Qué hacer:
Copia sin cambiar nada una parte del texto sobre la transparencia: empieza en las palabras "En ese contexto, el" y para después de "sus culturas políticas.".

El ideal del Estado transparente se ha impuesto definitivamente en todas las democracias, de tal manera que el objetivo de la transparencia total del poder político es ampliamente compartido. Y es coherente e inevitable que hayamos llegado a este fuerte consenso. Coherente, porque entronca con la esencia misma de la democracia, e inevitable, por el preocupante aumento de la desconfianza hacia los políticos y la necesidad de ponerle freno. Pero tiene también sus flancos débiles e incluso alguna consecuencia no deseada relacionada con los populismos.
En ese contexto, el Gobierno de Mariano Rajoy impulsó en 2013 la Ley de Transparencia, y logró su aprobación con los votos del PP, de PNV y CIU. Era una respuesta a la creciente indignación de la sociedad española con la corrupción, pero también la consecuencia de una ola internacional a favor de democracias más abiertas, más participativas y más transparentes. El deseo de un Estado transparente es común a todas las democracias del mundo y parte de la evolución natural de sus culturas políticas.
Pero, ¿son las leyes de transparencia armas eficaces para combatir la corrupción? Es cierto que tampoco otras muchas leyes han logrado acabar con el delito, ni siquiera reducirlo en bastantes casos, pero sí son instrumentos necesarios por su capacidad para poner la lupa sobre todas las actuaciones de los poderes públicos. Y seguirán existiendo corruptos, pero habrán de enfrentarse a muchas más dificultades y frenos.
Y, además, los deseos de transparencia responden igualmente a las reivindicaciones de profundización de la democracia. Si la democracia es el gobierno del pueblo, es indudable el derecho de ese pueblo a conocer todas las decisiones de los poderes públicos. ¿Pero también todos los datos privados de quienes toman las decisiones públicas? En este punto se plantea una de las dudas sobre la ola de transparencia, por la manera en que arrastra a las sociedades, a los medios de comunicación, a los propios políticos a exigencias crecientes sobre la transparencia total, no ya del Estado, sino de las personas que gestionan el Estado. La política es convertida en una actividad sospechosa y los políticos son sometidos a una inspección asfixiante de sus vidas profesionales y privadas de consecuencias preocupantes. Como el efecto de ahuyentar el talento de la política, o un segundo efecto no deseado de empeoramiento de la propia desconfianza en la actividad política.

Datos de origen:
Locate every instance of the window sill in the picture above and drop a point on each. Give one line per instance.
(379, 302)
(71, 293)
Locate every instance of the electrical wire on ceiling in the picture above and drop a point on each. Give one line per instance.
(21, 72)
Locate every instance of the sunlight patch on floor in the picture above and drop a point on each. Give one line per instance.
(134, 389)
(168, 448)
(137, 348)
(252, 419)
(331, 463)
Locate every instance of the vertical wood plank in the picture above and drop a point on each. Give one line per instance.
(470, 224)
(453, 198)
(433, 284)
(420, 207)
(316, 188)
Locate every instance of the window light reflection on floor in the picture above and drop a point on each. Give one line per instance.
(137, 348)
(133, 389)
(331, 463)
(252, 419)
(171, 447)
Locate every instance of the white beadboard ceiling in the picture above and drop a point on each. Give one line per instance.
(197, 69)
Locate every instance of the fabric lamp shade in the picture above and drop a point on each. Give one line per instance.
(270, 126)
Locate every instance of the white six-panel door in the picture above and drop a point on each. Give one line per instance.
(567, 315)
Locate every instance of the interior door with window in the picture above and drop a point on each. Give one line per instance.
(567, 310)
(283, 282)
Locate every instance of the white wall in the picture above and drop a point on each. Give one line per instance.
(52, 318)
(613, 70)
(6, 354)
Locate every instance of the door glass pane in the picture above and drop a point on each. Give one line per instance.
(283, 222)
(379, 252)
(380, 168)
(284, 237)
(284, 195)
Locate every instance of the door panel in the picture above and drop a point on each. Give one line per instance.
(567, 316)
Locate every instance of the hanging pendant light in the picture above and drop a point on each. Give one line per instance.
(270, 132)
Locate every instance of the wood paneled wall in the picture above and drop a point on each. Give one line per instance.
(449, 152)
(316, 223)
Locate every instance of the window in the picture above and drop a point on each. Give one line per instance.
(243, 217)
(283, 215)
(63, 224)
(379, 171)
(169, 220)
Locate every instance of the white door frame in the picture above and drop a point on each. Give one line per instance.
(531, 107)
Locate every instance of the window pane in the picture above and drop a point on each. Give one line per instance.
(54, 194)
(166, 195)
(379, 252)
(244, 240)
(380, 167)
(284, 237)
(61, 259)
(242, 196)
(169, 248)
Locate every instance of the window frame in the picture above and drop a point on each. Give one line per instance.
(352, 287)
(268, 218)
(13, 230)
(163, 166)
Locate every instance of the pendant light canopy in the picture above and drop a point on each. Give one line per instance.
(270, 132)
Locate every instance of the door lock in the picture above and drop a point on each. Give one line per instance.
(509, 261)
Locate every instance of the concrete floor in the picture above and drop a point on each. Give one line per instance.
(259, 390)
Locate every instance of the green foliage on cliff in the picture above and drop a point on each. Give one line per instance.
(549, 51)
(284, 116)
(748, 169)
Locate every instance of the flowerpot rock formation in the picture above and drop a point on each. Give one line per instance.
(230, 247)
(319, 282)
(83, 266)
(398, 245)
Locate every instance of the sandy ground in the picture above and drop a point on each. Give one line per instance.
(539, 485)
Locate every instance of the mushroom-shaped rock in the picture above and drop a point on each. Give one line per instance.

Respuesta:
En ese contexto, el Gobierno de Mariano Rajoy impulsó en 2013 la Ley de Transparencia, y logró su aprobación con los votos del PP, de PNV y CIU. Era una respuesta a la creciente indignación de la sociedad española con la corrupción, pero también la consecuencia de una ola internacional a favor de democracias más abiertas, más participativas y más transparentes. El deseo de un Estado transparente es común a todas las democracias del mundo y parte de la evolución natural de sus culturas políticas.